Saved data entries
# # # # # # #

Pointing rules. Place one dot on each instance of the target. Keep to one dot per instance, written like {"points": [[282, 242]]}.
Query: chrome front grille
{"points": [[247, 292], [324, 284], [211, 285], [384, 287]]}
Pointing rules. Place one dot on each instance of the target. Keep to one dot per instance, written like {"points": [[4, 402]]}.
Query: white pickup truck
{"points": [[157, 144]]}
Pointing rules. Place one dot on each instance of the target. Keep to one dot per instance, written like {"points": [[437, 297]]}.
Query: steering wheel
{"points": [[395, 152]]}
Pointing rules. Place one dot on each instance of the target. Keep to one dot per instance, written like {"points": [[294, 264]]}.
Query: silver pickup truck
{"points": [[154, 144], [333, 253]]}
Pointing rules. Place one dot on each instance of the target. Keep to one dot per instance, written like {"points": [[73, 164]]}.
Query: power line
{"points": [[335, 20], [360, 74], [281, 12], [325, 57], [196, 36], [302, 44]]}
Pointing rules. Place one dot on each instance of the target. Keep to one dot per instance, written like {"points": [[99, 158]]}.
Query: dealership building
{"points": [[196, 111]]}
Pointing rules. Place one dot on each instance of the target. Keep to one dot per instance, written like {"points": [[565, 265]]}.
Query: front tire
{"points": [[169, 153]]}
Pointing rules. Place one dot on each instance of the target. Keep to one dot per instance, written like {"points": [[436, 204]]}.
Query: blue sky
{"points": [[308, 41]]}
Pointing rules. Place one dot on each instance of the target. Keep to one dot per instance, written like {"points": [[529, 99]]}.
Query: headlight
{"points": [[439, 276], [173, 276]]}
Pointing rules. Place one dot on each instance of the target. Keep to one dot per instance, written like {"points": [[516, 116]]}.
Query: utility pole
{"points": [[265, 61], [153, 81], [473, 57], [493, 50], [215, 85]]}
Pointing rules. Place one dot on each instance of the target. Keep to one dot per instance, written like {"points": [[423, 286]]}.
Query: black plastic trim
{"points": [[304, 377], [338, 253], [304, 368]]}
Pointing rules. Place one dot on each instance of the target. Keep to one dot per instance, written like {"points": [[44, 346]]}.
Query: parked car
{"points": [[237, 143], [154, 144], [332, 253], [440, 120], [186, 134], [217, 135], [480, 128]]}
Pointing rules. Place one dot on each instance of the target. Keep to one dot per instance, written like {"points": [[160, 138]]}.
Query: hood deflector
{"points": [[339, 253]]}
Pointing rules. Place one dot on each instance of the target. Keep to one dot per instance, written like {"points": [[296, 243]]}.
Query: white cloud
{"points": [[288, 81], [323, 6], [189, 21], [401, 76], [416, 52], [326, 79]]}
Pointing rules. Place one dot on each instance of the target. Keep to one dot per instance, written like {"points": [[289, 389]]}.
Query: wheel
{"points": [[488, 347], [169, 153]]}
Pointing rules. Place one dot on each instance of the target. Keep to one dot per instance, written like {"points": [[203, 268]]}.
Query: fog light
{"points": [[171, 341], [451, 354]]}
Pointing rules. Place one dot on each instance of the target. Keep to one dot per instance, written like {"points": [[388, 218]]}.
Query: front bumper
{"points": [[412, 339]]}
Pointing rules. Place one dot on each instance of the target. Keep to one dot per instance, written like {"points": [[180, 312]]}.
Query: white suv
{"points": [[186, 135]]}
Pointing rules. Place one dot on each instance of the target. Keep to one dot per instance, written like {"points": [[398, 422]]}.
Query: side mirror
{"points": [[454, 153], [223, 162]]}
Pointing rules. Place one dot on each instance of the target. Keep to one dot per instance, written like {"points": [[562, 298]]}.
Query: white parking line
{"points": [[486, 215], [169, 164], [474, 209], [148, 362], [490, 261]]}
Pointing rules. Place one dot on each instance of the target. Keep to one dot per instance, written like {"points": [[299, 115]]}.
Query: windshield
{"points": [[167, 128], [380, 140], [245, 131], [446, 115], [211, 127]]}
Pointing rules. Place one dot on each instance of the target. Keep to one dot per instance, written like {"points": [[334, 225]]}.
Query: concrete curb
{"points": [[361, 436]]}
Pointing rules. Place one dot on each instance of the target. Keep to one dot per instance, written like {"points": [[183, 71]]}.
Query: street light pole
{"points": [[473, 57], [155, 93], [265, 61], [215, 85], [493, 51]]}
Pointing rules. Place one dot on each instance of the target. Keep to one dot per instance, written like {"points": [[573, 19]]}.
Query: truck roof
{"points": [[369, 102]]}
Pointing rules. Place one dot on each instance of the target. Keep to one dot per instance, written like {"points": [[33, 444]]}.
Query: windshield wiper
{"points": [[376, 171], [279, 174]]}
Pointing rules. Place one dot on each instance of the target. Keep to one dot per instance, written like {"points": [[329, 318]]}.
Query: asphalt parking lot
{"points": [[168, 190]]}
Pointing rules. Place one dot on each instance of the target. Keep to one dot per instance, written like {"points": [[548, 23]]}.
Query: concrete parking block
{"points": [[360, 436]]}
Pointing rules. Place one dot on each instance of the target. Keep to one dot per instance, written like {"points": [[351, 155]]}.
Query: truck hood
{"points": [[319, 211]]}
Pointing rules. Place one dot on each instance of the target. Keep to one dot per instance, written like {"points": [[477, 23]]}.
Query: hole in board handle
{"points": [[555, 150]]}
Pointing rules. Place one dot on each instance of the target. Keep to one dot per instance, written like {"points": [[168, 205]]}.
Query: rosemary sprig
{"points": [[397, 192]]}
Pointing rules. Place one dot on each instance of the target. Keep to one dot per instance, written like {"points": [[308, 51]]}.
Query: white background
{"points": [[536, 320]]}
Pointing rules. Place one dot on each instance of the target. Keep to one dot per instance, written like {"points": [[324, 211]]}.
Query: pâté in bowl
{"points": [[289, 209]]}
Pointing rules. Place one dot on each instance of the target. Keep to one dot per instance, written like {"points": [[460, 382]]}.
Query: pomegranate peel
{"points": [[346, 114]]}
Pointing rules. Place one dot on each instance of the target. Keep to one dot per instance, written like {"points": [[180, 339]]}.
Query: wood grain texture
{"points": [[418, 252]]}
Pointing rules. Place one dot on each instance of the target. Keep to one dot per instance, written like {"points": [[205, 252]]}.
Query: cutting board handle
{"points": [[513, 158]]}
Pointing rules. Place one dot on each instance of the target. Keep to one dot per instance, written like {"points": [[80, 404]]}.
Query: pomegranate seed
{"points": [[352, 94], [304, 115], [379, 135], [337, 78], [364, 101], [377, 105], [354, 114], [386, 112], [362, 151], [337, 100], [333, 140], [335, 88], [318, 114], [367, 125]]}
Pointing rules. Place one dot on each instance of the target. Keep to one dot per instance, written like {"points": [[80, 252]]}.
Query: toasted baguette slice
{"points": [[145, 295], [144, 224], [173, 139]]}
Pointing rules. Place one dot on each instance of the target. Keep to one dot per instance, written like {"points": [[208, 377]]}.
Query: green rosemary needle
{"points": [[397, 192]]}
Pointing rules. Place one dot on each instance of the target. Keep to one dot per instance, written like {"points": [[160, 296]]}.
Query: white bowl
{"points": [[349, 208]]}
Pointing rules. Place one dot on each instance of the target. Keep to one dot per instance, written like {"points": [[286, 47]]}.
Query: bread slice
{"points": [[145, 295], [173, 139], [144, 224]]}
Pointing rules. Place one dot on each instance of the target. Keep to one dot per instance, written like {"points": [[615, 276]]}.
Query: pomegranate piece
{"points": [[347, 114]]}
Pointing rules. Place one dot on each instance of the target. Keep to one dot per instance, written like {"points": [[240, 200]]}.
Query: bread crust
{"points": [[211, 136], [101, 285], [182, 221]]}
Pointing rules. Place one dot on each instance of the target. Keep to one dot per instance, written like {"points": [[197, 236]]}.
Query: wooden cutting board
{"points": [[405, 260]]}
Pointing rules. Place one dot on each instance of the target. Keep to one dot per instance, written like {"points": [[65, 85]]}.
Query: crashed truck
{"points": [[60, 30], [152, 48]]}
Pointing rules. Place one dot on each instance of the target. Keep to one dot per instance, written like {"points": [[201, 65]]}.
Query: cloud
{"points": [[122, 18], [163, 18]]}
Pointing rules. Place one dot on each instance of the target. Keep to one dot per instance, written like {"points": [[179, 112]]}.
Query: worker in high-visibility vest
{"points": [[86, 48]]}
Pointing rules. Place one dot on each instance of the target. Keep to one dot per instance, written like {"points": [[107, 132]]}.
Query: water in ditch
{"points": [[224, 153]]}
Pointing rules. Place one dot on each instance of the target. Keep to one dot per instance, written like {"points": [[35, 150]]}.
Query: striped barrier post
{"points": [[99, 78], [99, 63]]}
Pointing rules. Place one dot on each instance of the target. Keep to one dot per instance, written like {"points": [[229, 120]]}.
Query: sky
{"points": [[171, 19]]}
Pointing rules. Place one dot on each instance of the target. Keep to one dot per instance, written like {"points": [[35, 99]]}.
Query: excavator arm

# # # # # # #

▸ **Written problem**
Gather every line above that contains the word "rosemary". Case counts.

▸ **Output for this task**
Query: rosemary sprig
Query: green rosemary needle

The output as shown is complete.